[START]
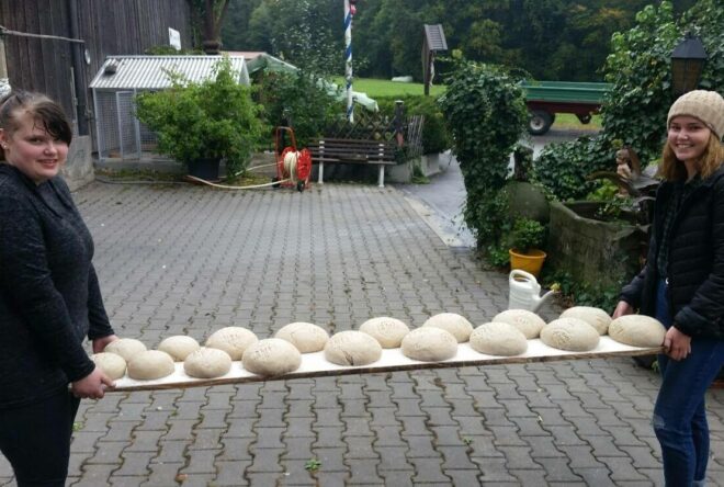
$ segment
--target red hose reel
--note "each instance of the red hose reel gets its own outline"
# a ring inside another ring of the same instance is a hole
[[[284,147],[280,152],[285,134],[289,134],[292,145]],[[276,178],[274,178],[274,181],[278,182],[278,186],[296,188],[299,192],[309,188],[312,154],[306,148],[296,149],[296,137],[291,127],[276,127],[274,152],[276,154]]]

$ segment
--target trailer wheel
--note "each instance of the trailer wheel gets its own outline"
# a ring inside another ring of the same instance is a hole
[[[587,113],[585,115],[576,115],[581,124],[586,125],[591,122],[591,114]]]
[[[531,135],[543,135],[548,132],[553,125],[553,115],[548,112],[542,110],[534,110],[530,112],[530,118],[528,121],[528,132]]]

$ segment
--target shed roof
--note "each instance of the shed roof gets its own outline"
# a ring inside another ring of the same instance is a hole
[[[109,56],[90,88],[162,90],[171,86],[166,70],[180,72],[188,80],[199,82],[212,76],[212,68],[219,59],[222,56]],[[239,73],[239,83],[249,84],[244,56],[229,56],[229,60],[231,68]]]

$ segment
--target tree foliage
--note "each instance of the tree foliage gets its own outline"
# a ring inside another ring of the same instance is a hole
[[[596,184],[586,175],[611,170],[614,151],[633,147],[642,163],[658,159],[666,115],[676,99],[671,89],[671,50],[687,32],[699,35],[709,59],[700,87],[724,91],[724,11],[717,0],[699,0],[679,19],[672,3],[647,5],[636,25],[616,33],[603,72],[613,89],[603,104],[602,131],[596,137],[546,146],[535,177],[559,200],[588,194]]]
[[[611,35],[632,27],[635,13],[649,2],[360,0],[352,24],[354,70],[421,80],[422,25],[440,23],[450,48],[468,59],[516,66],[536,79],[600,81]],[[691,3],[674,1],[677,11]],[[267,50],[297,66],[324,54],[321,66],[341,75],[342,5],[341,0],[231,0],[225,48]]]

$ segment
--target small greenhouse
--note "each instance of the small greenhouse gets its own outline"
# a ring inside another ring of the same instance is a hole
[[[143,159],[156,146],[156,134],[136,116],[134,97],[171,86],[168,72],[200,82],[213,76],[220,56],[109,56],[90,83],[95,112],[99,159]],[[244,56],[229,56],[238,82],[249,84]]]

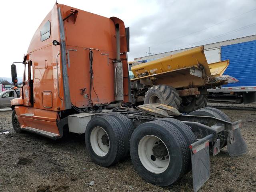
[END]
• **Task to complete**
Reproduce the listing above word for word, from start to finish, leaving out the pictures.

• **Solution**
$ segment
--target red hose reel
--note "each instance of the red hose reel gets its own outline"
# a ring inside another ring of the same instance is a hole
[[[284,147],[280,152],[285,134],[289,134],[292,145]],[[276,178],[274,178],[274,181],[278,182],[278,186],[296,188],[299,192],[309,188],[312,154],[306,148],[296,149],[296,137],[291,127],[276,127],[274,152],[276,154]]]

$ segment
--target trailer wheel
--note "each instance of the trailer wheel gets its own outline"
# a ring inside another ring of the same instance is a hole
[[[587,113],[585,115],[576,115],[581,124],[586,125],[591,122],[591,114]]]
[[[531,135],[543,135],[548,132],[553,125],[553,115],[548,112],[542,110],[534,110],[530,112],[530,118],[528,121],[528,132]]]

$ segment
--target shed roof
--note "each instance of the shed roof gets its own outline"
# a ring inside another ring of the same instance is a hole
[[[109,56],[90,88],[162,90],[171,86],[166,70],[180,72],[188,80],[199,82],[212,76],[212,68],[219,59],[222,56]],[[239,73],[239,83],[249,84],[244,56],[229,56],[229,60],[231,68]]]

$ segment
--target tree foliage
--note "each instance of the tree foliage gets its own outline"
# a ring inside another ring of the same instance is a hole
[[[596,184],[586,175],[611,170],[614,151],[633,147],[642,163],[658,159],[666,115],[676,99],[671,89],[671,50],[687,32],[699,35],[709,59],[700,87],[724,91],[724,11],[717,0],[699,0],[679,19],[672,3],[647,5],[636,25],[616,33],[603,72],[613,89],[603,104],[602,131],[596,137],[546,146],[535,177],[559,200],[588,194]]]
[[[611,35],[632,27],[635,13],[649,2],[360,0],[352,24],[354,70],[421,80],[422,25],[440,23],[450,48],[468,59],[516,66],[536,79],[600,81]],[[691,3],[674,1],[677,11]],[[267,50],[297,66],[324,54],[321,66],[341,75],[342,5],[341,0],[231,0],[225,48]]]

$ segment
--target small greenhouse
--note "each instance of the small greenhouse gets its own outline"
# a ring inside another ring of the same instance is a hole
[[[143,159],[156,146],[156,134],[136,116],[134,97],[171,86],[168,72],[200,82],[213,76],[220,56],[109,56],[90,83],[95,112],[99,159]],[[244,56],[229,56],[238,82],[249,84]]]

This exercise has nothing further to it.